Stored records –

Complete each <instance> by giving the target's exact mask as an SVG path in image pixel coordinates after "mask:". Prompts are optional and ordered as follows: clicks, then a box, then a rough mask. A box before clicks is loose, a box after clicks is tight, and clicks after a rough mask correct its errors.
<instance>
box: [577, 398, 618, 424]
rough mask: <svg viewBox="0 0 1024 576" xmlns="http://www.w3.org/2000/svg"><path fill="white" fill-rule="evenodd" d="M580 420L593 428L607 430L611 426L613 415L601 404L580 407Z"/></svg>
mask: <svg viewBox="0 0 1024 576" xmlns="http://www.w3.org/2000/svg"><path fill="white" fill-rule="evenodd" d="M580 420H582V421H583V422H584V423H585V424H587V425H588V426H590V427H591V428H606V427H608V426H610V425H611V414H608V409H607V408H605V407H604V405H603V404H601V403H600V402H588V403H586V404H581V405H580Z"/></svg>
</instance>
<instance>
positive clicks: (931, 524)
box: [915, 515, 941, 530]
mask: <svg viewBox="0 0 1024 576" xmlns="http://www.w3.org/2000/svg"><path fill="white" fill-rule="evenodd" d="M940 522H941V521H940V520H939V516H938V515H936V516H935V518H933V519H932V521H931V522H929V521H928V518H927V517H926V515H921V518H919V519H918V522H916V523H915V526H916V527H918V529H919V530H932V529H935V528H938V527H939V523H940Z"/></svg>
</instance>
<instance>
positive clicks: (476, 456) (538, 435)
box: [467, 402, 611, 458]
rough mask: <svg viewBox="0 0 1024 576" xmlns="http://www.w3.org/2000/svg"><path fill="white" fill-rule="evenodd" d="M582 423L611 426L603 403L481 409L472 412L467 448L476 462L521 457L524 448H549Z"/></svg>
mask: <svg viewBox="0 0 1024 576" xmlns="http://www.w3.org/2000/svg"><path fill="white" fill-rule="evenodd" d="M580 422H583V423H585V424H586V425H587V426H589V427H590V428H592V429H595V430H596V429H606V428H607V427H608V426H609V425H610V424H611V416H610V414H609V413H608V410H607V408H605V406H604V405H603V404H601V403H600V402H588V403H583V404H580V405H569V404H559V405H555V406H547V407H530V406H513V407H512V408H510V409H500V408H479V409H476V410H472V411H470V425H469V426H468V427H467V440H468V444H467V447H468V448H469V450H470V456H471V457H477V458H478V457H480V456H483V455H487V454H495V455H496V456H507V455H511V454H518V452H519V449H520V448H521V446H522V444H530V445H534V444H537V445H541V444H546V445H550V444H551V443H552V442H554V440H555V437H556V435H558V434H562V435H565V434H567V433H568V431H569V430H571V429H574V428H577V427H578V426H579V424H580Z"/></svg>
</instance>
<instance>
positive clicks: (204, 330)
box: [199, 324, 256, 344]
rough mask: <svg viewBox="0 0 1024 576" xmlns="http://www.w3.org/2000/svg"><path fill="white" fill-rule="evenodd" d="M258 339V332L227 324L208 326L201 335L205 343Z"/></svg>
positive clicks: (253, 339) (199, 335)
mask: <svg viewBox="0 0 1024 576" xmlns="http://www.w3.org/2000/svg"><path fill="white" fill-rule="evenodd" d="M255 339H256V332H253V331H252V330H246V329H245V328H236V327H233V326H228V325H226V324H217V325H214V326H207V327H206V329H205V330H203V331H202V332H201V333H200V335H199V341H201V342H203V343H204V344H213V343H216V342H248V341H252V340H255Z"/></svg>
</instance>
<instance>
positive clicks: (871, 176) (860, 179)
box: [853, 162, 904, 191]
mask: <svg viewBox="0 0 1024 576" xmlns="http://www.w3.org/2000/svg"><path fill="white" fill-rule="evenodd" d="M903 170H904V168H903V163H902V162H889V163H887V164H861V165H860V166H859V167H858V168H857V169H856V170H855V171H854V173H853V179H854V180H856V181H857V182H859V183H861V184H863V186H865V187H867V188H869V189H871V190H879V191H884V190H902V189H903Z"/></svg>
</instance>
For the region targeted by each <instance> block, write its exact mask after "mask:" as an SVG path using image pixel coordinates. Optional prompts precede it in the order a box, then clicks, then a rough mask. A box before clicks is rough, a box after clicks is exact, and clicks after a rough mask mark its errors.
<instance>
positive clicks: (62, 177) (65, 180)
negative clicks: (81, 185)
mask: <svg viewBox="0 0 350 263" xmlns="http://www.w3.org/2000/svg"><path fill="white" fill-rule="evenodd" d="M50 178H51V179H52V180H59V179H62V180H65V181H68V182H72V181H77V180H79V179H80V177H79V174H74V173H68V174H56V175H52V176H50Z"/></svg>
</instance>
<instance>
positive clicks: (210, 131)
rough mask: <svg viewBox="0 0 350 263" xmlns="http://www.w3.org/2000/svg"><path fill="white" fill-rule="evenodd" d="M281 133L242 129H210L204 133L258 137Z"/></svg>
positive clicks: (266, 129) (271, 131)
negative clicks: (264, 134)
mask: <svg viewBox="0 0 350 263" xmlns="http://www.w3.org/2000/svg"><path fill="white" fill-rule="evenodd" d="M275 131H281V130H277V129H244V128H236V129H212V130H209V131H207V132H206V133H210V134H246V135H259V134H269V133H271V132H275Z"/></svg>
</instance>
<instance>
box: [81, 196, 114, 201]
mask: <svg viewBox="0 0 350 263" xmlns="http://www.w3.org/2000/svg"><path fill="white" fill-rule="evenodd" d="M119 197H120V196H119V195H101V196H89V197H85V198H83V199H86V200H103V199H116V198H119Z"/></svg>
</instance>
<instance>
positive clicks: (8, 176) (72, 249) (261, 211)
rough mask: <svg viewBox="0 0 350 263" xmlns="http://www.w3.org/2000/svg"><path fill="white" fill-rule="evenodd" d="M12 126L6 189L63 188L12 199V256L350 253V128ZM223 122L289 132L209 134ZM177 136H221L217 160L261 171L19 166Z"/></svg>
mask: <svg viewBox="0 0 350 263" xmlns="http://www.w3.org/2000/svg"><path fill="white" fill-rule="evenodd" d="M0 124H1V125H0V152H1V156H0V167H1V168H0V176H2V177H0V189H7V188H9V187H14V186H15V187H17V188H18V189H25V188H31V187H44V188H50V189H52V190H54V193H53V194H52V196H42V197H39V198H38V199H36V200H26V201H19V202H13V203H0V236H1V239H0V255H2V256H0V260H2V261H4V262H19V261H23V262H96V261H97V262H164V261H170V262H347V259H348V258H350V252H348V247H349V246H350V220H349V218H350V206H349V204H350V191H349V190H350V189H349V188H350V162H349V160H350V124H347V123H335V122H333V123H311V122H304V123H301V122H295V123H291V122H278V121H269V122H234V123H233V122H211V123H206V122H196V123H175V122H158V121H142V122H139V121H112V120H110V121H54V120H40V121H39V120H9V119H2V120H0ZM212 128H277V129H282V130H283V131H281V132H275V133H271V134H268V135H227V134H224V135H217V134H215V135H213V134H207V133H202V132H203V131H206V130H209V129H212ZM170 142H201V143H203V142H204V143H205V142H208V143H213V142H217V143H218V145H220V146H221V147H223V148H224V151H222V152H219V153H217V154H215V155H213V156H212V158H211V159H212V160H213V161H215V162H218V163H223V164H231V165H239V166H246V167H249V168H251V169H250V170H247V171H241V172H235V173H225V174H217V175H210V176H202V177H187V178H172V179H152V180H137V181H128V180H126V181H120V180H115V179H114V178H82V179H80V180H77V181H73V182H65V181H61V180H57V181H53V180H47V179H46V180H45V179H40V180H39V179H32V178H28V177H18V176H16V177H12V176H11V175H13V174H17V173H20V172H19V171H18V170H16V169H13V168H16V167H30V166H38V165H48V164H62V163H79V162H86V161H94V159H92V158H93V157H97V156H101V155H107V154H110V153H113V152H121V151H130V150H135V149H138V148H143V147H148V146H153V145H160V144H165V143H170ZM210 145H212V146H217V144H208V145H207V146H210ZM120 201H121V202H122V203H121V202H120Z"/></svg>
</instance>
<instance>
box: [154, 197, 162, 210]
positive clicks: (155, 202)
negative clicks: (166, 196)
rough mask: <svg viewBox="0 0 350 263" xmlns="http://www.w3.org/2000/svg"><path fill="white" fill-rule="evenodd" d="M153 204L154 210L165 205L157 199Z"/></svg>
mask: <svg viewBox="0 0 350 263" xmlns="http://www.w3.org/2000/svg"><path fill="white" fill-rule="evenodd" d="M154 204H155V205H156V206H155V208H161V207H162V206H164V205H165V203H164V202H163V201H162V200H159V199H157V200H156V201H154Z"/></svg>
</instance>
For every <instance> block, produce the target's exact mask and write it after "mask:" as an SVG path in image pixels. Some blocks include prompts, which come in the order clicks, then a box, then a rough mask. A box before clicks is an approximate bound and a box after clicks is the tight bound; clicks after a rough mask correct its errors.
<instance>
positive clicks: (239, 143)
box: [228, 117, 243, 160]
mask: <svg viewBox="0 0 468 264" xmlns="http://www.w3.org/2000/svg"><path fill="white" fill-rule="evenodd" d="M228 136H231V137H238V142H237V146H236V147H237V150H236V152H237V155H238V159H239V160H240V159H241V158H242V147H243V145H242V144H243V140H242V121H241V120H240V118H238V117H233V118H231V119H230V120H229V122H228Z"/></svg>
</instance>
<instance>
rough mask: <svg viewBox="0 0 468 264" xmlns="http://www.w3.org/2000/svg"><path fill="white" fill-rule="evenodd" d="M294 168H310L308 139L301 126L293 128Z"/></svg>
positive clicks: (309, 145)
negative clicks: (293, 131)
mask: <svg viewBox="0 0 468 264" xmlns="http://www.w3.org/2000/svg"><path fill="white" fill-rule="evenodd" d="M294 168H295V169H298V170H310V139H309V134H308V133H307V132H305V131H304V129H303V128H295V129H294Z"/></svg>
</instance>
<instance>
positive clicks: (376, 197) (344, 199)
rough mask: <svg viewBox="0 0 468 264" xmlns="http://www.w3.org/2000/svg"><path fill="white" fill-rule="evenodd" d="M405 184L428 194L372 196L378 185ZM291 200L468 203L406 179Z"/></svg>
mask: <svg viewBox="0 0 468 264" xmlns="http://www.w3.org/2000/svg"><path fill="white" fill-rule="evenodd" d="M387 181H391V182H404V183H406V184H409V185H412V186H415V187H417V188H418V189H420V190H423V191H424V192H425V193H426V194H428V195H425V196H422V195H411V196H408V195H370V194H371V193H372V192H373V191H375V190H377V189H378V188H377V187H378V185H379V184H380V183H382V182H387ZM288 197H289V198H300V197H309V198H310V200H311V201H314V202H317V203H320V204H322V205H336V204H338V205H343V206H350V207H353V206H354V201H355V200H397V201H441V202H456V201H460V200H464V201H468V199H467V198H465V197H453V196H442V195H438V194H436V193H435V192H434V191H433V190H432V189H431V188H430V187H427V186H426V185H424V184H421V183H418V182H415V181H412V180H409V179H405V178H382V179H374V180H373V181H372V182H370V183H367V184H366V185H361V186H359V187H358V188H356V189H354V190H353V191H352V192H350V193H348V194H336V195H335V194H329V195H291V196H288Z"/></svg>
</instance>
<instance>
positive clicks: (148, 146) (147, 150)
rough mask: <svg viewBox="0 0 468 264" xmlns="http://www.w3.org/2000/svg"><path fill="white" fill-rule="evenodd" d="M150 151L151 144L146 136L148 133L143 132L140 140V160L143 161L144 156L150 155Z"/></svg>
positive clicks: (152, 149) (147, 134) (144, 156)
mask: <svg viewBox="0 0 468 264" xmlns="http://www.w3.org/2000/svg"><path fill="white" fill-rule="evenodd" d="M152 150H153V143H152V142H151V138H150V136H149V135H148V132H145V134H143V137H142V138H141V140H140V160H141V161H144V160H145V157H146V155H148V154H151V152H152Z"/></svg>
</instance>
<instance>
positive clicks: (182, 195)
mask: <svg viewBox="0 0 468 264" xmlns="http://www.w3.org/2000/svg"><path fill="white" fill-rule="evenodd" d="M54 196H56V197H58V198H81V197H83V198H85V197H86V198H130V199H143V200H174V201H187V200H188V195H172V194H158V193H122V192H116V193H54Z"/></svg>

Task item –
Repeat only the lines above, from the first line of the entries through the line that contains "box: [467, 402, 611, 458]", including both ends.

Result of the exercise –
Complete each <instance> by giving the target's exact mask as an SVG path in image pixel coordinates after "mask:". Prompts are optional and ordered as follows: clicks, then a box, then a rough mask. A box before clicks is loose, a box after clicks is tight, and clicks after a rough mask correct its errors.
<instance>
box: [577, 398, 618, 424]
rough mask: <svg viewBox="0 0 1024 576" xmlns="http://www.w3.org/2000/svg"><path fill="white" fill-rule="evenodd" d="M580 420L593 428L607 430L611 426L613 415L601 404L580 407Z"/></svg>
mask: <svg viewBox="0 0 1024 576" xmlns="http://www.w3.org/2000/svg"><path fill="white" fill-rule="evenodd" d="M580 420H582V421H583V422H584V423H585V424H587V425H588V426H590V427H591V428H606V427H608V426H610V425H611V414H608V409H607V408H605V407H604V405H603V404H601V403H600V402H588V403H586V404H581V405H580Z"/></svg>
</instance>
<instance>
positive clicks: (931, 524)
box: [915, 515, 941, 530]
mask: <svg viewBox="0 0 1024 576" xmlns="http://www.w3.org/2000/svg"><path fill="white" fill-rule="evenodd" d="M940 522H941V521H940V520H939V516H938V515H936V516H935V518H933V519H932V521H931V522H929V521H928V518H927V517H926V515H921V518H919V519H918V522H916V523H915V526H916V527H918V529H919V530H932V529H935V528H938V527H939V523H940Z"/></svg>
</instance>
<instance>
positive clicks: (476, 456) (538, 435)
box: [467, 402, 611, 458]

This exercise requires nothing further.